## Start

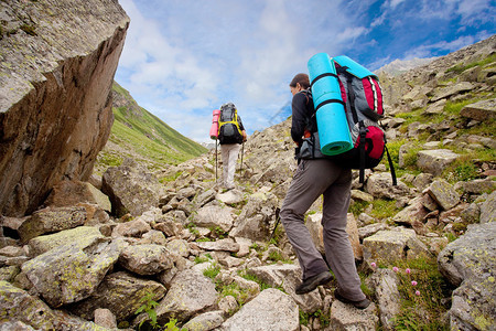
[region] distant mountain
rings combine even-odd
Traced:
[[[416,58],[407,60],[407,61],[395,60],[391,63],[386,64],[385,66],[378,68],[376,71],[376,73],[377,74],[386,73],[391,76],[398,76],[398,75],[401,75],[402,73],[406,73],[412,68],[429,64],[436,58],[438,57],[428,57],[428,58],[416,57]]]
[[[147,163],[151,169],[162,169],[165,164],[179,164],[207,152],[205,147],[140,107],[116,82],[112,97],[115,121],[110,138],[98,154],[96,172],[118,166],[127,157]]]

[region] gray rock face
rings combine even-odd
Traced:
[[[427,191],[444,211],[454,207],[460,202],[460,194],[445,180],[434,181]]]
[[[119,264],[138,275],[155,275],[173,266],[168,249],[160,245],[148,244],[128,246],[119,256]]]
[[[163,194],[157,177],[131,159],[125,160],[122,166],[107,169],[101,191],[110,197],[112,213],[117,216],[127,213],[140,216],[150,207],[158,206]]]
[[[15,31],[0,39],[0,212],[20,216],[58,181],[90,177],[129,18],[112,0],[9,0],[0,12]]]
[[[36,291],[52,307],[89,297],[117,261],[119,247],[105,238],[51,249],[22,265]]]
[[[460,156],[449,149],[434,149],[419,151],[417,166],[433,175],[440,175],[443,169],[455,161]]]
[[[309,313],[322,309],[323,302],[317,290],[313,290],[304,296],[299,296],[294,292],[296,286],[301,282],[301,268],[295,265],[273,265],[250,268],[247,270],[249,275],[256,276],[258,279],[272,287],[282,286],[284,291],[289,293],[294,302],[296,302],[302,310]]]
[[[496,223],[470,225],[466,234],[438,256],[441,274],[453,285],[449,311],[457,330],[490,330],[496,324]]]
[[[225,321],[223,331],[296,331],[300,330],[296,303],[278,289],[269,288],[242,306]]]
[[[73,305],[71,310],[82,318],[91,319],[96,308],[107,308],[120,321],[134,316],[147,293],[152,293],[151,299],[159,301],[165,292],[165,287],[158,281],[119,271],[107,275],[89,298]]]
[[[0,330],[107,330],[54,311],[39,298],[7,281],[0,281]]]
[[[496,99],[482,100],[475,104],[466,105],[460,111],[461,116],[475,120],[487,120],[496,117]]]
[[[392,319],[401,311],[398,276],[389,269],[379,269],[371,278],[380,311],[380,322],[385,330],[395,330]]]
[[[157,307],[159,323],[169,318],[186,320],[193,314],[212,307],[217,300],[214,282],[200,273],[184,270],[174,277],[165,298]]]
[[[19,235],[28,242],[39,235],[69,229],[83,225],[86,221],[84,207],[44,209],[35,212],[19,227]]]

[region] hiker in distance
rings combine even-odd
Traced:
[[[352,170],[341,167],[320,152],[305,150],[309,143],[303,143],[304,138],[316,131],[315,117],[312,117],[315,110],[309,75],[295,75],[290,83],[290,89],[293,95],[291,138],[298,146],[295,157],[299,166],[282,203],[280,217],[303,271],[302,282],[295,292],[304,295],[331,281],[331,267],[338,284],[334,292],[335,298],[365,309],[370,301],[360,289],[360,278],[346,233]],[[313,148],[319,149],[319,143]],[[324,196],[322,225],[327,264],[313,244],[304,224],[305,212],[321,194]]]
[[[222,185],[231,190],[235,188],[234,175],[236,161],[238,159],[241,143],[247,139],[245,127],[238,115],[236,106],[227,103],[220,106],[218,119],[218,140],[223,156],[223,183]]]

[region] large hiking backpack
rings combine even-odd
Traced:
[[[231,103],[220,106],[218,140],[220,143],[242,142],[242,135],[238,122],[238,113],[236,106]]]
[[[377,76],[346,56],[336,56],[332,61],[336,66],[353,148],[344,153],[330,156],[328,158],[338,161],[344,167],[359,169],[359,182],[364,183],[365,169],[377,167],[386,152],[391,170],[392,184],[396,185],[396,173],[387,150],[386,135],[379,125],[379,119],[384,117],[384,105],[382,92]],[[352,64],[354,67],[351,70],[345,64]],[[356,72],[362,68],[366,74],[360,73],[360,77],[358,77]],[[328,75],[333,74],[326,74],[326,76]],[[319,78],[315,77],[312,85]],[[328,102],[339,103],[341,100],[333,99]],[[320,104],[315,111],[328,102]]]

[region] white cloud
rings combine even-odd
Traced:
[[[226,102],[236,104],[249,131],[269,126],[291,99],[290,79],[308,72],[315,53],[353,52],[371,68],[401,56],[430,57],[482,34],[440,42],[431,33],[423,45],[405,36],[392,49],[377,31],[397,38],[406,26],[453,18],[475,24],[481,13],[494,13],[483,8],[490,0],[419,0],[416,10],[412,1],[387,0],[379,11],[376,0],[119,1],[131,24],[116,81],[140,106],[197,141],[208,141],[212,110]],[[384,53],[368,52],[379,46]]]

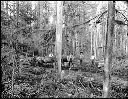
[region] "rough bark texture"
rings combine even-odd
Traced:
[[[108,98],[110,92],[110,70],[112,65],[112,48],[113,48],[113,34],[114,34],[114,19],[115,19],[115,5],[113,1],[108,2],[108,23],[106,34],[106,53],[104,66],[104,83],[103,83],[103,97]]]
[[[58,72],[61,78],[61,53],[62,53],[62,8],[63,2],[57,1],[57,23],[56,23],[56,47],[57,47],[57,63]]]

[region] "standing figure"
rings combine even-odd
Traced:
[[[95,65],[95,56],[94,55],[91,56],[91,63],[92,63],[92,65]]]
[[[80,65],[81,65],[82,62],[83,62],[83,58],[84,58],[83,52],[80,52]]]

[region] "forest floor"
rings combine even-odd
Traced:
[[[116,66],[112,70],[110,94],[112,98],[128,97],[128,64],[127,61],[125,62],[123,65],[120,63],[121,68]],[[14,97],[101,98],[103,93],[102,68],[90,67],[86,63],[78,67],[79,69],[76,70],[62,70],[63,79],[59,80],[54,68],[25,68],[22,70],[24,73],[16,77]],[[7,95],[5,94],[4,97]]]

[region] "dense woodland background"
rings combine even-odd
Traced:
[[[57,2],[61,2],[61,6]],[[114,8],[110,7],[112,5]],[[108,83],[112,87],[106,97],[128,97],[126,1],[37,1],[33,6],[31,1],[1,1],[1,68],[4,86],[1,97],[105,97],[105,85],[102,82],[106,73],[104,66],[109,66],[105,59],[106,49],[111,46],[107,43],[111,41],[112,53],[108,58],[111,81]],[[115,14],[113,32],[109,34],[109,17],[113,17],[108,17],[112,15],[111,9]],[[108,35],[112,40],[108,39]],[[84,54],[81,66],[80,52]],[[50,53],[58,63],[54,64],[55,68],[30,65],[32,57],[48,58]],[[80,70],[63,71],[59,68],[60,79],[57,67],[61,66],[61,58],[70,53]],[[20,61],[22,55],[23,62]],[[91,64],[91,56],[95,56],[98,65]],[[99,69],[100,63],[104,66]]]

## End

■ **YOUR INSTRUCTIONS**:
Pictures stay out; reproduce every line of the records exactly.

■ **REPLY**:
[region] distant mountain
rings combine even-odd
Traced:
[[[416,58],[407,60],[407,61],[395,60],[391,63],[386,64],[385,66],[378,68],[376,71],[376,73],[377,74],[386,73],[391,76],[398,76],[398,75],[401,75],[402,73],[406,73],[412,68],[429,64],[436,58],[438,57],[428,57],[428,58],[416,57]]]
[[[147,163],[151,169],[162,169],[165,164],[179,164],[207,152],[205,147],[140,107],[116,82],[112,97],[115,121],[110,138],[98,154],[96,172],[118,166],[127,157]]]

[region] gray rock face
rings combine even-odd
Traced:
[[[427,191],[444,211],[454,207],[460,202],[460,194],[445,180],[434,181]]]
[[[119,264],[138,275],[155,275],[173,266],[168,249],[160,245],[148,244],[128,246],[119,256]]]
[[[163,194],[157,177],[131,159],[125,160],[122,166],[107,169],[101,191],[110,197],[112,213],[117,216],[127,213],[140,216],[150,207],[158,206]]]
[[[15,31],[0,39],[0,212],[20,216],[58,181],[90,177],[129,18],[112,0],[9,0],[0,12]]]
[[[36,291],[52,307],[89,297],[117,261],[119,247],[105,238],[51,249],[22,265]]]
[[[460,156],[449,149],[434,149],[419,151],[417,166],[433,175],[440,175],[443,169],[455,161]]]
[[[309,313],[322,309],[323,302],[317,290],[313,290],[304,296],[299,296],[294,292],[296,286],[301,282],[301,268],[295,265],[273,265],[250,268],[247,270],[249,275],[256,276],[258,279],[272,287],[282,286],[284,291],[289,293],[294,302],[296,302],[302,310]]]
[[[496,223],[470,225],[466,234],[438,256],[441,274],[453,285],[449,311],[457,330],[490,330],[496,324]]]
[[[225,321],[223,331],[296,331],[300,330],[296,303],[278,289],[269,288],[242,306]]]
[[[73,305],[71,310],[82,318],[91,319],[96,308],[107,308],[120,321],[134,316],[147,293],[152,293],[151,299],[159,301],[165,292],[165,287],[158,281],[119,271],[107,275],[89,298]]]
[[[0,330],[107,330],[54,311],[39,298],[7,281],[0,281]]]
[[[496,99],[482,100],[475,104],[466,105],[460,111],[461,116],[475,120],[487,120],[496,117]]]
[[[392,319],[401,311],[398,276],[389,269],[379,269],[371,278],[380,311],[380,322],[385,330],[395,330]]]
[[[157,307],[159,323],[169,318],[186,320],[193,314],[212,307],[217,300],[214,282],[200,273],[184,270],[174,277],[165,298]]]
[[[19,235],[28,242],[39,235],[69,229],[83,225],[86,221],[84,207],[44,209],[35,212],[19,227]]]

[region] hiker in distance
rings combine even-odd
Traced:
[[[352,170],[341,167],[320,152],[305,150],[309,143],[303,143],[304,138],[316,131],[315,117],[312,117],[315,110],[309,75],[295,75],[290,83],[290,89],[293,95],[291,138],[298,146],[295,157],[299,166],[282,203],[280,217],[303,271],[302,282],[295,292],[304,295],[331,281],[331,267],[338,284],[334,292],[335,298],[365,309],[370,301],[360,289],[360,278],[346,233]],[[313,148],[319,149],[319,143]],[[324,196],[322,225],[327,264],[313,244],[304,224],[305,212],[321,194]]]
[[[222,185],[231,190],[235,188],[234,175],[236,161],[238,159],[241,143],[247,139],[245,127],[238,115],[236,106],[227,103],[220,106],[218,119],[218,140],[223,156],[223,183]]]

[region] large hiking backpack
rings combine even-odd
Traced:
[[[231,103],[220,106],[218,140],[220,143],[242,142],[242,135],[238,122],[238,113],[236,106]]]
[[[377,76],[346,56],[336,56],[332,61],[336,66],[353,148],[344,153],[330,156],[328,158],[338,161],[344,167],[359,169],[359,182],[364,183],[365,169],[377,167],[386,152],[391,170],[392,184],[396,185],[396,173],[387,150],[386,135],[379,125],[379,119],[384,117],[384,105],[382,92]],[[352,64],[354,67],[351,70],[345,64]],[[356,72],[362,68],[366,74],[360,73],[360,77],[358,77]],[[328,75],[333,74],[326,74],[326,76]],[[319,78],[315,77],[312,85]],[[328,102],[339,103],[341,100],[333,99]],[[320,104],[315,111],[328,102]]]

[region] white cloud
rings combine even-odd
Traced:
[[[226,102],[236,104],[249,131],[269,126],[291,99],[290,79],[308,72],[315,53],[353,52],[371,68],[401,56],[430,57],[482,34],[440,42],[431,33],[423,45],[405,36],[392,49],[377,31],[397,38],[406,26],[453,18],[475,24],[481,13],[494,13],[483,8],[490,0],[419,0],[416,10],[412,1],[387,0],[379,11],[376,0],[119,1],[131,24],[116,81],[140,106],[197,141],[208,141],[212,110]],[[384,53],[368,52],[379,46]]]

[region] "rough bark texture"
rings combine even-odd
Traced:
[[[108,98],[110,92],[110,70],[112,65],[112,48],[113,48],[113,34],[114,34],[114,19],[115,19],[115,5],[113,1],[108,2],[108,23],[106,34],[106,53],[104,66],[104,83],[103,83],[103,97]]]
[[[58,72],[61,78],[61,53],[62,53],[62,8],[63,2],[57,1],[57,23],[56,23],[56,47],[57,47],[57,63]]]

[region] "standing figure"
rings combine even-odd
Traced:
[[[95,65],[95,56],[94,55],[91,56],[91,63],[92,63],[92,65]]]
[[[80,65],[81,65],[82,62],[83,62],[83,58],[84,58],[83,52],[80,52]]]

[region] "forest floor"
rings combine even-odd
Traced:
[[[116,66],[112,70],[110,94],[112,98],[128,97],[128,64],[127,61],[125,62],[123,65],[120,63],[121,68]],[[14,97],[101,98],[103,93],[102,68],[90,67],[86,63],[78,67],[79,69],[76,70],[62,70],[63,79],[59,80],[54,68],[25,68],[22,70],[24,73],[16,77]],[[7,95],[5,94],[4,97]]]

[region] "dense woodland background"
rings combine even-odd
Traced:
[[[57,2],[61,2],[61,6]],[[114,8],[110,7],[112,5]],[[108,83],[112,87],[106,97],[128,97],[126,1],[37,1],[33,6],[31,1],[1,1],[1,68],[4,86],[1,97],[105,97],[105,85],[102,82],[106,73],[104,66],[109,66],[105,59],[106,49],[111,46],[107,43],[111,41],[112,53],[108,58],[111,81]],[[115,14],[113,32],[109,34],[109,17],[113,17],[108,17],[112,15],[111,9]],[[108,35],[112,40],[108,39]],[[84,54],[81,66],[80,52]],[[50,53],[58,63],[54,64],[55,68],[30,65],[32,57],[48,58]],[[80,70],[63,71],[59,68],[60,79],[57,67],[61,66],[61,58],[70,53]],[[20,61],[22,55],[23,62]],[[91,64],[91,56],[95,56],[98,65]],[[99,69],[100,63],[104,66]]]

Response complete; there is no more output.